→ RECORDS TO USE
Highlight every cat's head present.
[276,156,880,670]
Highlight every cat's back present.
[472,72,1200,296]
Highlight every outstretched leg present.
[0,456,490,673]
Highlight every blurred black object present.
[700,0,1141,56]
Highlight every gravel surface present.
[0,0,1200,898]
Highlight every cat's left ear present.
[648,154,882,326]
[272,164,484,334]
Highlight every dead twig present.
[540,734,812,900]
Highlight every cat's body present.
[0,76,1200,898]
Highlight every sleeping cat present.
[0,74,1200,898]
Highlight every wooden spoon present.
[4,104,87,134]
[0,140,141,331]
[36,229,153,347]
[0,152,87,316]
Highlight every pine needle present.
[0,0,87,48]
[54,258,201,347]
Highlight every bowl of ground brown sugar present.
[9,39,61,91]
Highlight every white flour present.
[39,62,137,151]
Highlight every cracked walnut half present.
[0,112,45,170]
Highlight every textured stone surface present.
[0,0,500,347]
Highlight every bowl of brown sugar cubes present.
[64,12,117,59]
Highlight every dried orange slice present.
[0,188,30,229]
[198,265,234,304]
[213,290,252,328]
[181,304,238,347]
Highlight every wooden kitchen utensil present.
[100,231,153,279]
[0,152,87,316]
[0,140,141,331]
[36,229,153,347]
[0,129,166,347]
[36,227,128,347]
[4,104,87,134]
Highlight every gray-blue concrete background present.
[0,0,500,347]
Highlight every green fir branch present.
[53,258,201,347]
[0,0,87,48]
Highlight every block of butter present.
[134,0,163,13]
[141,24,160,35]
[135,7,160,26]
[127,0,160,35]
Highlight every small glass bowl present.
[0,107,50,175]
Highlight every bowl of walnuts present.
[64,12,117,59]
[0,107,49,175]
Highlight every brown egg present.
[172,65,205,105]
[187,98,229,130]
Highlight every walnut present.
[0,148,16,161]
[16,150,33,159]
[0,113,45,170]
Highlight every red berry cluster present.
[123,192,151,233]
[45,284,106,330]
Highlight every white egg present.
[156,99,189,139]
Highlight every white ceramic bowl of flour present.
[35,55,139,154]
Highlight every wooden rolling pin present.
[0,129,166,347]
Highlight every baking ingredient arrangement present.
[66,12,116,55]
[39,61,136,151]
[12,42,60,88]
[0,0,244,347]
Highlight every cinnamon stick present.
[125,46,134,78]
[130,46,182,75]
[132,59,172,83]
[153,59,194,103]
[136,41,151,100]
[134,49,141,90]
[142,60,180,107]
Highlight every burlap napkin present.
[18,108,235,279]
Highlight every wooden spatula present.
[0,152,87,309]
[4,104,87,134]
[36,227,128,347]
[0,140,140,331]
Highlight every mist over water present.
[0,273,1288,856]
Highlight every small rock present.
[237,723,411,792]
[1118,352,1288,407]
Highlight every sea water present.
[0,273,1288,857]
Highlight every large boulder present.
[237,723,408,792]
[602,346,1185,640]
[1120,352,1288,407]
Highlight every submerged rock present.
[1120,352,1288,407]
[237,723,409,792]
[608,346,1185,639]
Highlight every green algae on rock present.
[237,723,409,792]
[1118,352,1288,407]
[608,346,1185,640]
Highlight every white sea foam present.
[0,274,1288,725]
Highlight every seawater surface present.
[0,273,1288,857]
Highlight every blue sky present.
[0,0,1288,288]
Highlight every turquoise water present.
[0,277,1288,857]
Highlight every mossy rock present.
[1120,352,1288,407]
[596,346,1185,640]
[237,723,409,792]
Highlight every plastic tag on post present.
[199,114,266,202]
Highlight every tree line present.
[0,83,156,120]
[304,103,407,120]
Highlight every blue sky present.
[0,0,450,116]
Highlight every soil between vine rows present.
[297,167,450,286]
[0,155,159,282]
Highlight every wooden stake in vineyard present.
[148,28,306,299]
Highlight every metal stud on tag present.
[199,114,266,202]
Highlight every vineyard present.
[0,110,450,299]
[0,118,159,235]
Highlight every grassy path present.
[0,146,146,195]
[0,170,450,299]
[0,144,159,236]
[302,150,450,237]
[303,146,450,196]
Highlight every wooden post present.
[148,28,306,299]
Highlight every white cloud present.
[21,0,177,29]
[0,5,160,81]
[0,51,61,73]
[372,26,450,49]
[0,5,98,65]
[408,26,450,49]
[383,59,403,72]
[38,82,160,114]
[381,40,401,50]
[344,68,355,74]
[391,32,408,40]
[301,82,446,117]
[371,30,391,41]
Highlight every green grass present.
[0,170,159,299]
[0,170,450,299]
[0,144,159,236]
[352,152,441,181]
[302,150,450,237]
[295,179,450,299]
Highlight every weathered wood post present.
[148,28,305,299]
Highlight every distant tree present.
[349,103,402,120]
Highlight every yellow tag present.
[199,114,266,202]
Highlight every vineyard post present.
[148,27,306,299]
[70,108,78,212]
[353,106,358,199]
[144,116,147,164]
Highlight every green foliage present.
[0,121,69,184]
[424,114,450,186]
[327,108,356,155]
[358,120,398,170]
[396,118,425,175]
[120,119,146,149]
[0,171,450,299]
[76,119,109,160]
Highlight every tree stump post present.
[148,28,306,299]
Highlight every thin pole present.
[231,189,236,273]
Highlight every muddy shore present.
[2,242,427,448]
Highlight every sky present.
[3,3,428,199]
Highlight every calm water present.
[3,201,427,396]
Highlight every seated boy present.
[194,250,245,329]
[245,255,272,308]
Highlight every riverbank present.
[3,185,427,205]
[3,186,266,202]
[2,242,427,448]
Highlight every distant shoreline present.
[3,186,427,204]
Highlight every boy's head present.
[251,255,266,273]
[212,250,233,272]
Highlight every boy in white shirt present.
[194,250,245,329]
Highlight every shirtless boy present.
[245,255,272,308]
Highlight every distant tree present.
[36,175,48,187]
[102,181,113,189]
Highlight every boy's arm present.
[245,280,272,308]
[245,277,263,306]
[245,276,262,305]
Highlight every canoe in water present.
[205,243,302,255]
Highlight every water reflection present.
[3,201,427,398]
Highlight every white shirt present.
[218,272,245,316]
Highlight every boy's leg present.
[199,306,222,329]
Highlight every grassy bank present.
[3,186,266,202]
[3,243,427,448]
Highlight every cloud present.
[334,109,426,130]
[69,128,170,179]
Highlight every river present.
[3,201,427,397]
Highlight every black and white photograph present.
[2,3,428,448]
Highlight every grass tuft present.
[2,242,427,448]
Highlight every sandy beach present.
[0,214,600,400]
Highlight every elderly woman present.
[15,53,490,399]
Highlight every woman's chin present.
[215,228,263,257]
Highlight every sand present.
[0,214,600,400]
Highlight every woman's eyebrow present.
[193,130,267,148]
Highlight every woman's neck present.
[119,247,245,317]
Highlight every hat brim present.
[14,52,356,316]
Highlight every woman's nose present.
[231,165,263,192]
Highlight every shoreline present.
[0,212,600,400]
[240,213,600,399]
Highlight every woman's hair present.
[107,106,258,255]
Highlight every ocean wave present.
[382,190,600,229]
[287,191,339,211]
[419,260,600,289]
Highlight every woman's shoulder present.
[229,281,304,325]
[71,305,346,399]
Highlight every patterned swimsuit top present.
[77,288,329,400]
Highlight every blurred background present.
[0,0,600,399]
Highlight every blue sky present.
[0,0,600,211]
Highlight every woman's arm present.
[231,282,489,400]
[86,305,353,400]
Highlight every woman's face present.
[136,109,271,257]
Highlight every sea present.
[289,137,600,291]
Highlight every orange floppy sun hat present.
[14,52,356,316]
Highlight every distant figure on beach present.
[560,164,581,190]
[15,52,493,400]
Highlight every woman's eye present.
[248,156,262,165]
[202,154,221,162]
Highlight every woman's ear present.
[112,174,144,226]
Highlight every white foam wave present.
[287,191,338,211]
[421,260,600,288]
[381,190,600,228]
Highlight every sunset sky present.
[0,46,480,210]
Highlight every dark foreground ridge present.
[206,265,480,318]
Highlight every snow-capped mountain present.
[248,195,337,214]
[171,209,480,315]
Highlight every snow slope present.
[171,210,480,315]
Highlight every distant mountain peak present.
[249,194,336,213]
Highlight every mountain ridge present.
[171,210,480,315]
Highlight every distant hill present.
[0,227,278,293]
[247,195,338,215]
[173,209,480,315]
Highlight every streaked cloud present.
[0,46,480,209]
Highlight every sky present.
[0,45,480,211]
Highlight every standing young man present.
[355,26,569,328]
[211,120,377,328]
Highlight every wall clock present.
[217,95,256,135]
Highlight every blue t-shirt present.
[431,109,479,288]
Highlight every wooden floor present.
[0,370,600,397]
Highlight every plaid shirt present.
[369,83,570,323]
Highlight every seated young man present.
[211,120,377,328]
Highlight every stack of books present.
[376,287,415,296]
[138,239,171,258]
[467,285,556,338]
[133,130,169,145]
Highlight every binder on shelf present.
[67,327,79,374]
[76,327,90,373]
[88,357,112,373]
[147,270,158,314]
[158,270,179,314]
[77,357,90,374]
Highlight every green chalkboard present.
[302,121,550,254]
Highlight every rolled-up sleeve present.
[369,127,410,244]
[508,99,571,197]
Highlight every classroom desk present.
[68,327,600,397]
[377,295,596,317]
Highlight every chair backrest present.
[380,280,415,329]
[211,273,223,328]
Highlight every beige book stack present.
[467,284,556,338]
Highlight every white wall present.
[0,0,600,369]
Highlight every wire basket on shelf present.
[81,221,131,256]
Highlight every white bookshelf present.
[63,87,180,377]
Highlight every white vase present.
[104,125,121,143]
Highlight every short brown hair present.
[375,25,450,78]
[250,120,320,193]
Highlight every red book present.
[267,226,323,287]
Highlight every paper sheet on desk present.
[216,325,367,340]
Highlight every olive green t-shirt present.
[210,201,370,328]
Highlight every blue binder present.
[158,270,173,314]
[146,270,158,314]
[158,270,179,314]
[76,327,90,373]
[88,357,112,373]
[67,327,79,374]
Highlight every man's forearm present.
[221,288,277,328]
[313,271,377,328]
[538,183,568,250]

→ TASK BRIEF
Format the lines of the listing from the one containing "Highlight every distant shoreline present." through the one containing "[102,181,113,189]", inclusive, as a numbered list with blank lines left out.

→ TASK RESULT
1. Highlight every distant shoreline present.
2. [3,186,427,204]
3. Highlight every boy's head present.
4. [251,255,266,273]
5. [212,250,233,272]
6. Highlight every boy in white shirt present.
7. [194,250,245,329]
8. Highlight every shirtless boy present.
9. [245,255,272,308]
10. Highlight every distant tree present.
11. [36,175,48,187]
12. [102,181,113,189]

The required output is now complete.